Records from a collection
** START **

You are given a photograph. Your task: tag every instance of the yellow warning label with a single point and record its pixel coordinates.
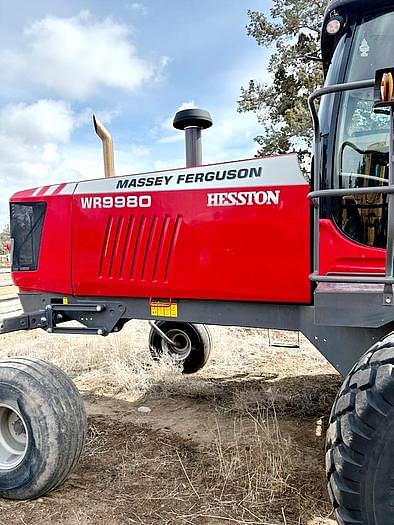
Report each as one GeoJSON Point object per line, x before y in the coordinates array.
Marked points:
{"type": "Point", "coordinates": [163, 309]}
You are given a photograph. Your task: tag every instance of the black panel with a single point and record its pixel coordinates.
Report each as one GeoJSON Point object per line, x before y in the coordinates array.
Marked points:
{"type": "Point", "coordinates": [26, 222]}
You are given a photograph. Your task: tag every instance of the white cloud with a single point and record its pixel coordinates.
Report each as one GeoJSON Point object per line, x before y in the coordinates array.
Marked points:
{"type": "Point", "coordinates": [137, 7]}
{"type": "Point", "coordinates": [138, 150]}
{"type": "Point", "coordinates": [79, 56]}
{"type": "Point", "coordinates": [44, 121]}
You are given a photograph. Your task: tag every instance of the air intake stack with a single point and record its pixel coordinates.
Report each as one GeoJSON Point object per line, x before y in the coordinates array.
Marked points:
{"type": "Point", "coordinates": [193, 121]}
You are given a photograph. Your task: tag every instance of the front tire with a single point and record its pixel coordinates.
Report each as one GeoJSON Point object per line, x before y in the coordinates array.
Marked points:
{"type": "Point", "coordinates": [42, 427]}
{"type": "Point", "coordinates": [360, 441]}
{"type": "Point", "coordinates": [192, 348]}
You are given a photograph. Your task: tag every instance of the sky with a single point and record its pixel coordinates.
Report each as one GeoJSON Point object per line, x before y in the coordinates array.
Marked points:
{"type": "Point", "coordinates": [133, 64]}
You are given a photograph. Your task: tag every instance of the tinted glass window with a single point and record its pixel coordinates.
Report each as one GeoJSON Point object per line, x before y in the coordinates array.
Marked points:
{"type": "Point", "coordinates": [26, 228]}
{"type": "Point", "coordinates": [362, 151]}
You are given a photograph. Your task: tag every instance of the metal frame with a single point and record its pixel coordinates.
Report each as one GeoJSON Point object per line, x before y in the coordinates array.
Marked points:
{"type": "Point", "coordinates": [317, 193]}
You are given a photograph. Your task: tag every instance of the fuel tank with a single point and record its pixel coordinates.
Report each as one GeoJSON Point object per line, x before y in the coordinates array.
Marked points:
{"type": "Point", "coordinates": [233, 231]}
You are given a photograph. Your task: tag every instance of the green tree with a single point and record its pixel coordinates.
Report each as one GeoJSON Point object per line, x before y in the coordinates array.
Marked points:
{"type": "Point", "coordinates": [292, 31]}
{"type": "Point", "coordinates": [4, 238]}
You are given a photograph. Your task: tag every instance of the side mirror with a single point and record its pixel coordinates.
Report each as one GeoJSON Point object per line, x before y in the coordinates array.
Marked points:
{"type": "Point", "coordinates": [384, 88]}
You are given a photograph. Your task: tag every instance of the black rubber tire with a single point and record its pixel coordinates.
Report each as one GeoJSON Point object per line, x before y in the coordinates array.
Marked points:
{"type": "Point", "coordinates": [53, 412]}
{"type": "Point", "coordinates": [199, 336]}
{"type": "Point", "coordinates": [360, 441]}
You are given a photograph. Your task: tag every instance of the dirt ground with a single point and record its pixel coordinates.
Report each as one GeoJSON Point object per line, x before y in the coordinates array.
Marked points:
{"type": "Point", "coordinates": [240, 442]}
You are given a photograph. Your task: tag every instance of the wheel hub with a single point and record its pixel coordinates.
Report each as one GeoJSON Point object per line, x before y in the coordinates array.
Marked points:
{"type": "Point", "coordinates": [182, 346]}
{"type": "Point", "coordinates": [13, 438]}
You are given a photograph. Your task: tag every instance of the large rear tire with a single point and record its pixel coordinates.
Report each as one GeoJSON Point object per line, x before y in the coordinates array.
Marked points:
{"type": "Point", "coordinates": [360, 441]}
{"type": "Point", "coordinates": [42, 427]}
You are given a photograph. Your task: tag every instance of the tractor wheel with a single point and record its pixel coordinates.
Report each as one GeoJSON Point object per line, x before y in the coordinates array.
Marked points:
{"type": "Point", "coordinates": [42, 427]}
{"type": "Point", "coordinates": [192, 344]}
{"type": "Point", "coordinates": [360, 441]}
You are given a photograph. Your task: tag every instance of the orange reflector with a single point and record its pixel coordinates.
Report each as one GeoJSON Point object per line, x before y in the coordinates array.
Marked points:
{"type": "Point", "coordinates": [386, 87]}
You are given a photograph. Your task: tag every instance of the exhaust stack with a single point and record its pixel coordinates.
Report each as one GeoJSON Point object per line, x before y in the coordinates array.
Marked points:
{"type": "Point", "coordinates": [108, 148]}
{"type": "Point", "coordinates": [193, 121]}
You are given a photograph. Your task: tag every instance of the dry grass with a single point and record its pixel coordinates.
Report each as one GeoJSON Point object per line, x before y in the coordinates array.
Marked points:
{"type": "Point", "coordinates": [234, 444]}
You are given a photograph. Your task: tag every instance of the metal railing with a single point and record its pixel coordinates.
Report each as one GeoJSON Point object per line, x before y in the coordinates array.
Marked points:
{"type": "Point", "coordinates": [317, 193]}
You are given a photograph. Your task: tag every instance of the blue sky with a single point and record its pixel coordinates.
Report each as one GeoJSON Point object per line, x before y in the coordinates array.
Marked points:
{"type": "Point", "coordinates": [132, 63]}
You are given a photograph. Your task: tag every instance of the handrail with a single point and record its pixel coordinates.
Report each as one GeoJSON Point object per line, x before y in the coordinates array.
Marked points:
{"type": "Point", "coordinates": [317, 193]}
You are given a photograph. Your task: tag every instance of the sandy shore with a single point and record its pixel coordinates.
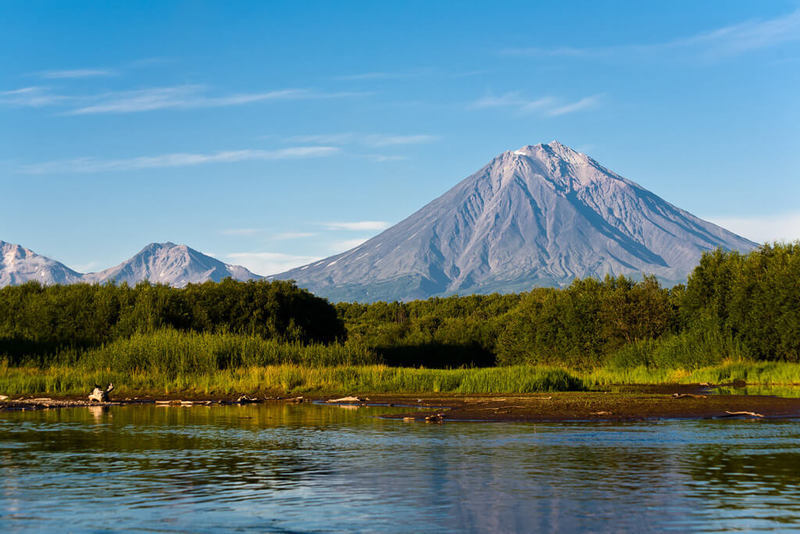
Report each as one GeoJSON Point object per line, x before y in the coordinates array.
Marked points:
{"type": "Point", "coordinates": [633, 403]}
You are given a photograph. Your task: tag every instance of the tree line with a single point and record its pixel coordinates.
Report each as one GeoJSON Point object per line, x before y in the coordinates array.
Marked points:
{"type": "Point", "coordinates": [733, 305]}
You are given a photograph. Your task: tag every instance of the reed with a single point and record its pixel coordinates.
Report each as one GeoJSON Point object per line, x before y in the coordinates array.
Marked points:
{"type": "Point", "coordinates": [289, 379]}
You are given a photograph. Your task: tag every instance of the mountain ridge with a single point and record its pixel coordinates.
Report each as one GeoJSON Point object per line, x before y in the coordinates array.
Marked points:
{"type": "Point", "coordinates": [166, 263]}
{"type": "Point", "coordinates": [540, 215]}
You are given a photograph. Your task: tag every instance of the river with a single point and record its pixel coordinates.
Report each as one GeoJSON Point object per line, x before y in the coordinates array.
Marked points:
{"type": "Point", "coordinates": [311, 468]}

** END **

Your copy should hold every record word for word and none of the pictures.

You are given a photograph. Your task: tag every instance of the yellow warning label with a single point and record its pixel coordinates.
Report each as one GeoJSON Point object per line, x before y in the coordinates array.
Marked points:
{"type": "Point", "coordinates": [163, 309]}
You are given a photograph. Your task: tag every instance of the black panel with a single point and record its pixel coordinates.
Report each as one GeoJSON Point object per line, x before y in the coordinates array.
Marked points:
{"type": "Point", "coordinates": [26, 222]}
You are given a photograph. Your task: tag every instance of the white cloud with a single point and record its pixel coordinates.
Report each as one GeoJSON Point object per line, x before y in the coordinates array.
Marked points:
{"type": "Point", "coordinates": [137, 7]}
{"type": "Point", "coordinates": [138, 150]}
{"type": "Point", "coordinates": [79, 56]}
{"type": "Point", "coordinates": [44, 121]}
You are given a photograph. Your task: tag every instance of the air intake stack with a single point and record its pixel coordinates.
Report each as one GeoJSON Point object per line, x before y in the coordinates array.
Marked points:
{"type": "Point", "coordinates": [193, 121]}
You are given a photograph. Your task: tag every instance of the front tire with a single point and record its pixel coordinates.
Report each as one GeoJSON Point object per line, x before y in the coordinates array.
Marked points:
{"type": "Point", "coordinates": [42, 427]}
{"type": "Point", "coordinates": [360, 441]}
{"type": "Point", "coordinates": [192, 348]}
You are given a photograph. Your task: tag every instance of the sky with a single point and record its pixel coordinates.
Report each as one GeoJSON Point object per line, x before y in the coordinates array.
Marked points:
{"type": "Point", "coordinates": [133, 64]}
You are given a photograph. Your task: tag every instance of the tinted glass window with a single point and record its pixel coordinates.
Report each as one GeoJSON Point object per line, x before y in the coordinates array.
Marked points:
{"type": "Point", "coordinates": [26, 228]}
{"type": "Point", "coordinates": [362, 151]}
You are given a photograph. Your task: tag every instance of the metal frame with a single point and record its pixel coordinates.
Report each as one GeoJSON Point object per line, x before y in the coordinates array.
Marked points:
{"type": "Point", "coordinates": [317, 193]}
You are given a photograph. Your task: tag every instance of the fuel tank with a single point and record its pixel coordinates.
Report each as one GeoJSON Point object per line, x before y in the coordinates array.
Marked points:
{"type": "Point", "coordinates": [233, 231]}
You are given a photograph. Your task: tag every instance of the green tree with a single point and record its pixel coordinates.
Report each as one GeoJSON Point object per line, x before y in the coordinates array.
Marked points:
{"type": "Point", "coordinates": [292, 31]}
{"type": "Point", "coordinates": [4, 238]}
You are given a photograph. Your task: tag every instance of the side mirror with a single point and record its pixel coordinates.
Report each as one GeoJSON Point object per line, x before y in the coordinates array.
Marked points:
{"type": "Point", "coordinates": [384, 88]}
You are given a photograph. Your task: tag every instance of the black rubber tire with a single point and record its pixel coordinates.
Report each as one GeoJSON Point object per line, x before y in the coordinates array.
Marked points:
{"type": "Point", "coordinates": [53, 412]}
{"type": "Point", "coordinates": [199, 336]}
{"type": "Point", "coordinates": [360, 441]}
You are given a photograph. Your task: tag every instance of the dirt ground with a single point and record its pixel coordinates.
Report each as one GeoJSON Point object per line, x before y in the coordinates array.
Marked points:
{"type": "Point", "coordinates": [240, 442]}
You are given a photograph. Your task: tag every instance of the wheel hub with a single point and record its pixel coordinates.
Report each as one GeoJSON Point object per line, x before y in the coordinates array.
Marked points:
{"type": "Point", "coordinates": [182, 346]}
{"type": "Point", "coordinates": [13, 438]}
You are given a photograph. Your task: tag every instance of the large rear tire with a single point and record its pixel coordinates.
Report each as one GeoJSON Point object per line, x before y in the coordinates array.
Marked points:
{"type": "Point", "coordinates": [360, 441]}
{"type": "Point", "coordinates": [42, 427]}
You are given a photograph. Your task: tag every instance of the tractor wheel with a single point and record its pixel coordinates.
Report each as one GeoJSON Point object per line, x before y in the coordinates array.
Marked points:
{"type": "Point", "coordinates": [42, 427]}
{"type": "Point", "coordinates": [192, 344]}
{"type": "Point", "coordinates": [360, 441]}
You are given a photograph. Your task: tag every instance of the orange reflector with a single point and record its pixel coordinates.
Report each as one GeoJSON Point object per line, x before y in the coordinates array.
Marked points:
{"type": "Point", "coordinates": [386, 87]}
You are given a photograph. Your task: tag every instance of the exhaust stack with a single point and record its pixel coordinates.
Report each as one GeoJSON Point object per line, x before y in the coordinates array.
Marked points:
{"type": "Point", "coordinates": [108, 148]}
{"type": "Point", "coordinates": [193, 121]}
You are given a photograph. Your task: tag every instance of the dry grass with a single point and record its pixel coordinates.
Report each as one GeoJSON Point object per line, x before y in the coordinates array.
Marked points:
{"type": "Point", "coordinates": [234, 444]}
You are given a photograph. Your task: tag every instance of the metal railing with a single point and record its pixel coordinates.
Report each as one GeoJSON Point object per line, x before y in the coordinates array.
Marked points:
{"type": "Point", "coordinates": [317, 193]}
You are given a photograph. Your task: tag every instance of the blue sky with a single point and record its pixel coordinates.
Report each as one GeoJSON Point object per line, x before y in the coordinates array.
Marked points:
{"type": "Point", "coordinates": [132, 63]}
You are given a photograph. Your task: tag every instance of the handrail with a single point and record its pixel coordinates.
Report each as one GeoJSON Point object per line, x before y in the coordinates array.
Marked points:
{"type": "Point", "coordinates": [317, 193]}
You are given a photograph. Your task: tag every instance of the sandy shore with a single point and record its pixel coordinates.
Report each as one GeoJSON Point object per line, x before y in the coordinates array.
Marked points:
{"type": "Point", "coordinates": [633, 403]}
You are given a photograph. Your task: tag every instance of the tree line with a single point and record its pixel coordinates.
Report each as one GeoJSON Point object per line, x before y in the coordinates array.
Marked points:
{"type": "Point", "coordinates": [733, 305]}
You are given a photograph. Your task: tag every instance of the reed with a single point and record its pixel coordinates.
Report each as one GeoJSON Point object per line, x before y in the coordinates array.
Marked points:
{"type": "Point", "coordinates": [289, 379]}
You are given a photograph. Your task: tag every instance of the mountain ridge with a single point and record its pixel coordinates.
Report each as one GeoJSON Point object per line, x before y in the coordinates array.
Marked points:
{"type": "Point", "coordinates": [166, 263]}
{"type": "Point", "coordinates": [540, 215]}
You are given a photograph. Your task: tag every instance of the river with a single point and record its pixel coordinates.
Report each as one GeoJSON Point object per line, x before y in the coordinates array.
Marked points:
{"type": "Point", "coordinates": [311, 468]}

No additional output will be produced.